# DATASET
>>>

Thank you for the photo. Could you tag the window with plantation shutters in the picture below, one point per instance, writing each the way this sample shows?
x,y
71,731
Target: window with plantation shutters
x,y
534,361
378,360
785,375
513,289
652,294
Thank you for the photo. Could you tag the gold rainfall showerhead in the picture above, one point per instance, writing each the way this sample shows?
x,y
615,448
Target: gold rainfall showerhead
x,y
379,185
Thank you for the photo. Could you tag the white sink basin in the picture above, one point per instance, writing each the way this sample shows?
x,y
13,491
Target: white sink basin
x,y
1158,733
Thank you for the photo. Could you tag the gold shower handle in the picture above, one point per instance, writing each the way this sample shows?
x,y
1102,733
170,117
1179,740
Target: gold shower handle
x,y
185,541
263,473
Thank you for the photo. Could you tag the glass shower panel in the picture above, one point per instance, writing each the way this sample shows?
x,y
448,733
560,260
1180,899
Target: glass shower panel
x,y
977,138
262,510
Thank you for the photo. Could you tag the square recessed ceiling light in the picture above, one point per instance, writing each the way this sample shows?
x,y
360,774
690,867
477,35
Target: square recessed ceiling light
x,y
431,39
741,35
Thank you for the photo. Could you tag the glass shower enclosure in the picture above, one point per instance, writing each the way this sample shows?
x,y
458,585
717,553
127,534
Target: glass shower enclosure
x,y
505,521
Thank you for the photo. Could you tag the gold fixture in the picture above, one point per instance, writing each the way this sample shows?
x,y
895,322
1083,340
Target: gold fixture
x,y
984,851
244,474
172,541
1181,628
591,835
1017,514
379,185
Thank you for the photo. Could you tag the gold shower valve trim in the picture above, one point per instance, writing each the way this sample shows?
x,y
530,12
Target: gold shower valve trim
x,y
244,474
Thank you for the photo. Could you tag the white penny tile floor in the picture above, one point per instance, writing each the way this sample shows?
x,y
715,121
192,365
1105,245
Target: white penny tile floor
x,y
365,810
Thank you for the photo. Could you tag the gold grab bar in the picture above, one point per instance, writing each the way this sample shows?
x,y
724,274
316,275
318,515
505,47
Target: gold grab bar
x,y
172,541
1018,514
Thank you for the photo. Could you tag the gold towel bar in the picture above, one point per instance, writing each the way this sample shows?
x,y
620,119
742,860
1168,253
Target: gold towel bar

<<<

# TO BE DONE
Write out, unchanged, the stretch of the material from the line containing "Thank you for the photo. Could you tag the gold towel" through its final line.

# ANSWER FOR THE TASK
Thank you for the photo. Could you tag the gold towel bar in the picture above, one point per instance, writing each the way this sample shows?
x,y
620,119
742,860
1168,253
Target: gold towel bar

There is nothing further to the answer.